** Opening Input block **
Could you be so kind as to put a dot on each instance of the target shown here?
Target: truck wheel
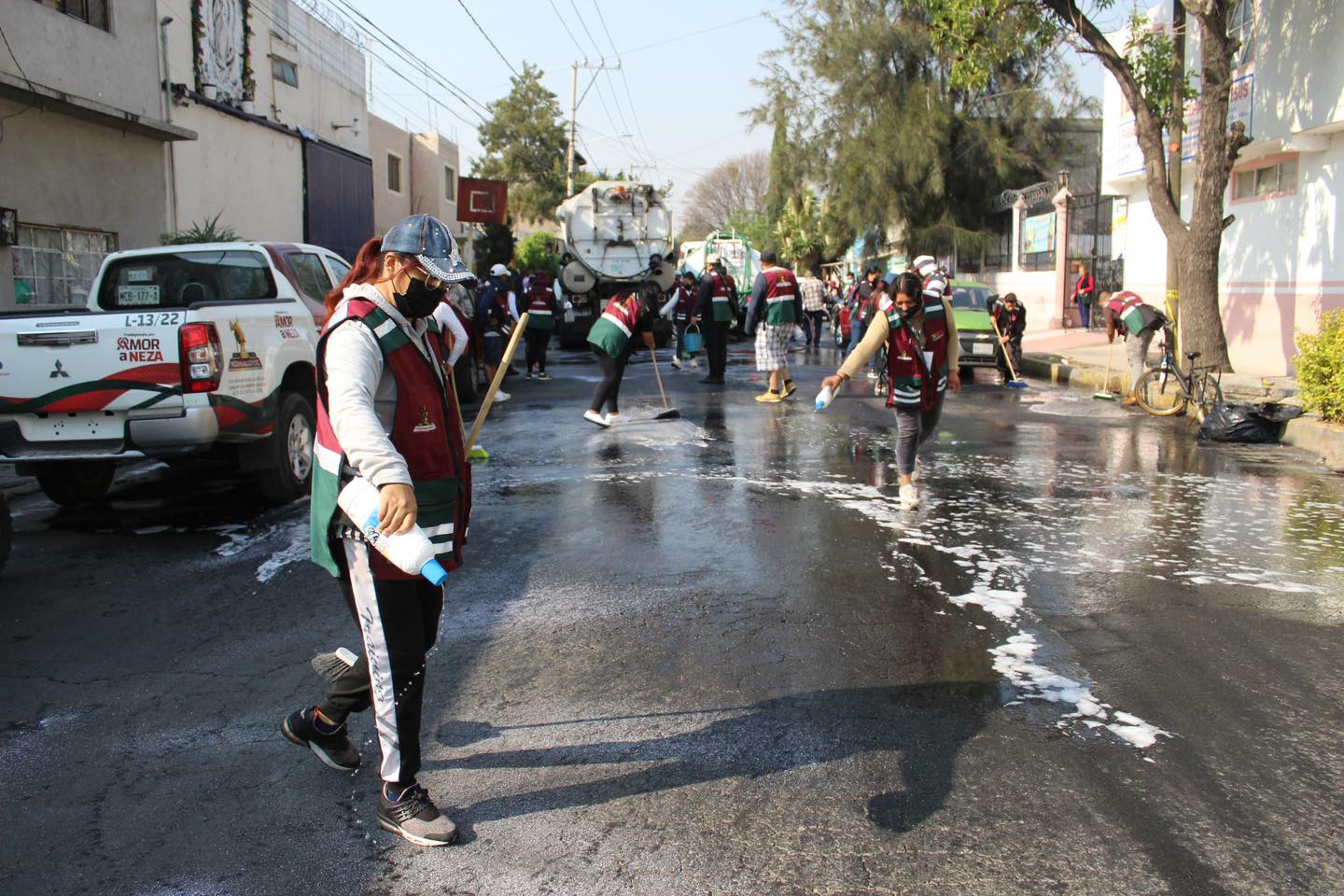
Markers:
** Closing Input block **
** Opening Input block **
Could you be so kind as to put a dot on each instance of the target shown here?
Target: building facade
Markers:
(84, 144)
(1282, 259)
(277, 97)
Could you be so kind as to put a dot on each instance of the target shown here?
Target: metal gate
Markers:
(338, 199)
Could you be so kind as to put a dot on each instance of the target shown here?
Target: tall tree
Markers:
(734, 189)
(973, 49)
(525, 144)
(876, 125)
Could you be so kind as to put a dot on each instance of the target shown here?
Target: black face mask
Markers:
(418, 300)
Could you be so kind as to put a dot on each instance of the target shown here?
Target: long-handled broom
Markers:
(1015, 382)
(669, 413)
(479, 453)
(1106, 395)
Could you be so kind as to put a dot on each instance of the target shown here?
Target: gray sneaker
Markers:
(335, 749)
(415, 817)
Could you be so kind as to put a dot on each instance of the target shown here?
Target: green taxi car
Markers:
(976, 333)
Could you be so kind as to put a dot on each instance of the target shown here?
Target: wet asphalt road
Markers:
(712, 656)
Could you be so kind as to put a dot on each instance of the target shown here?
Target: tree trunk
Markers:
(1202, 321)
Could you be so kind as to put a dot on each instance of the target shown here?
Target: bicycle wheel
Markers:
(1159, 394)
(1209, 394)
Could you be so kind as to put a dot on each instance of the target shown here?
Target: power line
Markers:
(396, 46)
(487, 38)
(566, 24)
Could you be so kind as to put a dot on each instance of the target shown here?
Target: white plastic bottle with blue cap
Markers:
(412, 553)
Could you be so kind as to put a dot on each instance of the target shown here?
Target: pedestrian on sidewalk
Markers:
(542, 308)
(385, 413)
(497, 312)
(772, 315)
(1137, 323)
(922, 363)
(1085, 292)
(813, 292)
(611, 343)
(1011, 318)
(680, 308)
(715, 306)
** Closing Input block **
### Prompt
Across the listing, how many lines hold "wheel"? The answer must be the number only.

### Task response
2